## Written task
Everything from the line with "of the kayak" to the end of the data should be restated word for word, and nothing before it.

==== Data listing ====

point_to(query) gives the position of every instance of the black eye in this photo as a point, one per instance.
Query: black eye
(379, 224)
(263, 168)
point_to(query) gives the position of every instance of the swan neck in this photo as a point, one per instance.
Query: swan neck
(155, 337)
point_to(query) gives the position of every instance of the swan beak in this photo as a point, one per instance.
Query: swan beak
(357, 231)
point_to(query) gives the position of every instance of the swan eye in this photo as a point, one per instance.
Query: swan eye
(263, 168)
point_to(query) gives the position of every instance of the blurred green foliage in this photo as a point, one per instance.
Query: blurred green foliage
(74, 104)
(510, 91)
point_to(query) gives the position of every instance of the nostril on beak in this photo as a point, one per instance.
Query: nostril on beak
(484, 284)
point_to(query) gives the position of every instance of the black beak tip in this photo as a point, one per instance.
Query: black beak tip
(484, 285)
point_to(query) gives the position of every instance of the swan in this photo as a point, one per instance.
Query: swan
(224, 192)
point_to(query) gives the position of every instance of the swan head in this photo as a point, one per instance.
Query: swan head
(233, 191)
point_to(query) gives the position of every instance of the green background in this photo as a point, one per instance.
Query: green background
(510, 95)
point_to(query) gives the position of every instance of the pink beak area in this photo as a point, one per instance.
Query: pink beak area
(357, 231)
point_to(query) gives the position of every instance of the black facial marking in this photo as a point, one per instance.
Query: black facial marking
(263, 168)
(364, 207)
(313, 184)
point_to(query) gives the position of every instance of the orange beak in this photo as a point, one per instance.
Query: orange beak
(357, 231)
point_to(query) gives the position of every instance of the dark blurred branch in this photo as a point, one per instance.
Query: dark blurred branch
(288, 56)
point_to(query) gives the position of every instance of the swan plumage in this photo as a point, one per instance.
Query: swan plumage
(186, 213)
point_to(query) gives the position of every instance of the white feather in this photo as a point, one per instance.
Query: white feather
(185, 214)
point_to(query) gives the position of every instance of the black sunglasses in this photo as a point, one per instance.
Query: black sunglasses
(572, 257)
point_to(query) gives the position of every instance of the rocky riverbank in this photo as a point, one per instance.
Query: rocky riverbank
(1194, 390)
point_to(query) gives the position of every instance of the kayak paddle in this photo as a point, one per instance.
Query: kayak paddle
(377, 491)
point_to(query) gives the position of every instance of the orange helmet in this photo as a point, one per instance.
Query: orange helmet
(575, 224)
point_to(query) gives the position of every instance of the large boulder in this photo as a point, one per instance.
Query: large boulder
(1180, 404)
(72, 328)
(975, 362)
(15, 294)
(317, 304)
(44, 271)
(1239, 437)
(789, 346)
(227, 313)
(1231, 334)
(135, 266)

====

## The output
point_to(query) gives the position of every instance of the kayak paddle in this photo as a point, one per instance.
Query: kayak paddle
(377, 491)
point_to(query) gives the position of every instance of the orange helmet in this photo as a point, one per instance.
Query: orange helmet
(575, 224)
point_to(query) gives the position of every instance of the large boulder in this photo as a point, one per instance.
Query: large boulder
(1180, 404)
(72, 328)
(975, 362)
(15, 294)
(317, 304)
(44, 271)
(1239, 437)
(789, 346)
(227, 313)
(1231, 334)
(135, 266)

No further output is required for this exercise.